### What needs to be done:
Take the entries below and print all of them exactly, please.

Data listing:
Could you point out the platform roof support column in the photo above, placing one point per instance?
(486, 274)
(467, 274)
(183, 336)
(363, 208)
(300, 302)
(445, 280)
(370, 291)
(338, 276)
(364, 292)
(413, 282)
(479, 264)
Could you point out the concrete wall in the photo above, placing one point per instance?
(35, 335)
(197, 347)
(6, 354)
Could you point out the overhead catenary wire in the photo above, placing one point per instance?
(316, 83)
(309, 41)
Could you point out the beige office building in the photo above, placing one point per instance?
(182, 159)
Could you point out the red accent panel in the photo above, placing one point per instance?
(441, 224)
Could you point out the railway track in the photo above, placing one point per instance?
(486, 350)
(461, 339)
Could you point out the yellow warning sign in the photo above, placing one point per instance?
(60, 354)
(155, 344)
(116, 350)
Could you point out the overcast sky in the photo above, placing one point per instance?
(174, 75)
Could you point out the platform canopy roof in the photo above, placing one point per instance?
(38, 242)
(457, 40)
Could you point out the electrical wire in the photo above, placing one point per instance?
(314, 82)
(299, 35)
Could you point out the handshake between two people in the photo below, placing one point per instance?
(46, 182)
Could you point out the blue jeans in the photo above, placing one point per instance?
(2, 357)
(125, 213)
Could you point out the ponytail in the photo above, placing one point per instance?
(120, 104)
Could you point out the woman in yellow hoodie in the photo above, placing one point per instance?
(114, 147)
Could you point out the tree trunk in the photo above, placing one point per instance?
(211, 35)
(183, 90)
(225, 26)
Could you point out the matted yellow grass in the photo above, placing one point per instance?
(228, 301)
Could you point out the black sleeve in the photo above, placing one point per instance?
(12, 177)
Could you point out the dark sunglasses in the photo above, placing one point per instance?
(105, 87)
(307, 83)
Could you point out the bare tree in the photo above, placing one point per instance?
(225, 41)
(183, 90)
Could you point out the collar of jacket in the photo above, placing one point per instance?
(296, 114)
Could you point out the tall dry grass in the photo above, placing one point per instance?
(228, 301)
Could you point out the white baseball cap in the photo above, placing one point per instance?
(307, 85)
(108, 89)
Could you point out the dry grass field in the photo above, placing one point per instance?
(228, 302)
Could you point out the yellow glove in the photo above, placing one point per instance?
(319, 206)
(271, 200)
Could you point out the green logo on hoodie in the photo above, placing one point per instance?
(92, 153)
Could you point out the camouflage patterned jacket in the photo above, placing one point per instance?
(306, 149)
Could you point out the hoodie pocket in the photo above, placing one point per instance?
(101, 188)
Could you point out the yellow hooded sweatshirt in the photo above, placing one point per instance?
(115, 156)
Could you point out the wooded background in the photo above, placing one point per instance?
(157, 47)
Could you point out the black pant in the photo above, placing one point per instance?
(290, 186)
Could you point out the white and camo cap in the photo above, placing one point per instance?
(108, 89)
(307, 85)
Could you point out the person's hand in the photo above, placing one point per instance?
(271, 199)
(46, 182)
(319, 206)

### Solution for this task:
Could you point out the platform roof support column in the photo above, placing one point per instance?
(486, 274)
(467, 274)
(183, 336)
(363, 208)
(300, 302)
(445, 280)
(370, 291)
(338, 276)
(364, 292)
(413, 282)
(479, 264)
Could you point out the concrete wall in the photo above, placing one point per instance?
(35, 335)
(197, 347)
(6, 354)
Could you point out the overhead catenary wire in the photo above, placing one point per instance?
(316, 83)
(309, 41)
Could you point out the beige office building in the photo above, placing one point per instance?
(182, 159)
Could you point out the red accent panel in the photo above, placing one point per instance?
(441, 224)
Could you point out the railway track in the photo above, placing one point per instance?
(486, 350)
(461, 339)
Could you point out the yellow warning sign in the photo above, placing one point per instance?
(60, 354)
(155, 344)
(116, 350)
Could you point out the overcast sky in the photo above, placing one point per instance?
(174, 75)
Could you point out the platform canopy roof in the photo above, placing one point per instance?
(38, 242)
(457, 40)
Could you point out the electrical wire in the photo above, placing one point per instance?
(314, 82)
(299, 35)
Could you point out the handshake between two people in the photo below, placing one point per instance?
(46, 182)
Could you point out the blue jeans in the photo above, placing one point per instance?
(2, 357)
(125, 213)
Could you point out the ponytail in the photo above, placing one point per instance?
(120, 104)
Could you point out the woman in yellow hoodie in the photo above, placing one point per instance?
(114, 147)
Could you point out the tree trunk in the photo above, placing one point per instance?
(211, 35)
(183, 90)
(225, 26)
Could you point out the matted yellow grass in the photo above, placing one point per instance?
(228, 301)
Could you point out the black sleeve in the photo above, placing one point per instance?
(12, 177)
Could you point out the dark sunglasses in the photo above, placing one point per instance?
(105, 87)
(307, 83)
Could you point out the bare tree in the photo above, placing one point per instance?
(225, 41)
(183, 90)
Could you point out the collar of jacket in the photo above, placing one point per instance?
(296, 114)
Could you point out the tall dry grass in the photo above, placing one point per instance?
(228, 301)
Could you point out the white baseball cap in the photo above, placing one point per instance?
(307, 85)
(108, 89)
Could you point out the dry grass field in the photo above, placing one point per instance?
(228, 302)
Could you point out the yellow glove in the photo above, placing one point per instance?
(319, 206)
(271, 200)
Could you point out the green logo on hoodie in the photo above, placing one point per instance?
(92, 153)
Could you point out the camouflage patterned jacket in the photo above, placing one point per instance?
(306, 149)
Could you point out the hoodie pocket in the photo above, placing one point per instance?
(101, 188)
Could you point out the yellow hooded sweatshirt in the photo above, placing one point per instance?
(115, 156)
Could you point out the wooded background in the photo above, placing one point per instance?
(157, 47)
Could you point out the black pant in the photo above, placing one point per instance?
(290, 186)
Could you point out the white and camo cap in the photo above, placing one point per instance?
(108, 89)
(307, 85)
Could you point out the person's hand in the photo above, placing one point per instance?
(271, 199)
(46, 182)
(319, 206)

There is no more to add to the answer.